EXERCISE |
Every line of the listing below is to be repeated exactly; the pictures stay out.

□ □ □

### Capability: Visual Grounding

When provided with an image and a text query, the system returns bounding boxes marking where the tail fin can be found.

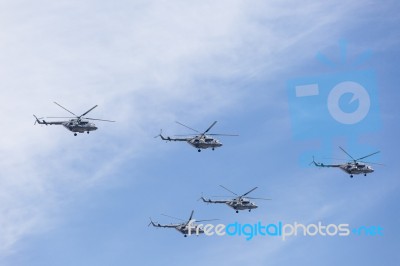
[154,129,161,138]
[148,218,156,227]
[198,194,211,203]
[33,115,45,125]
[310,156,324,167]
[154,129,169,141]
[309,156,316,166]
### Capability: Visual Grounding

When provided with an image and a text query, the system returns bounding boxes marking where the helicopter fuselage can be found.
[176,224,204,236]
[339,163,374,175]
[226,198,258,211]
[63,120,98,133]
[187,136,222,150]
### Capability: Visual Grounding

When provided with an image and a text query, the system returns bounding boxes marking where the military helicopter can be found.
[155,121,238,152]
[200,185,271,213]
[311,146,381,178]
[33,102,115,136]
[148,210,217,237]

□ □ □

OUTPUT OF THE TASK |
### Capability: Visual Grounding

When provided with an image and a text query, the system returns bounding boxes marking where the tail fin can be found.

[154,129,161,138]
[148,218,156,227]
[198,194,211,203]
[33,115,45,125]
[310,156,324,167]
[154,129,169,141]
[309,156,316,166]
### Capability: Visual Grounding

When provided with an image and a text query, the system returns bounding boxes marking where the helicopter fuselage can be found.
[176,224,204,236]
[339,163,374,175]
[226,198,258,211]
[63,120,98,133]
[187,136,222,150]
### Capability: Visual Grounding

When provided with an image and a text query, the system returns bounding boxes marking where the military helicopter can be found.
[155,121,238,152]
[200,185,271,213]
[311,146,381,178]
[33,102,115,136]
[148,210,217,237]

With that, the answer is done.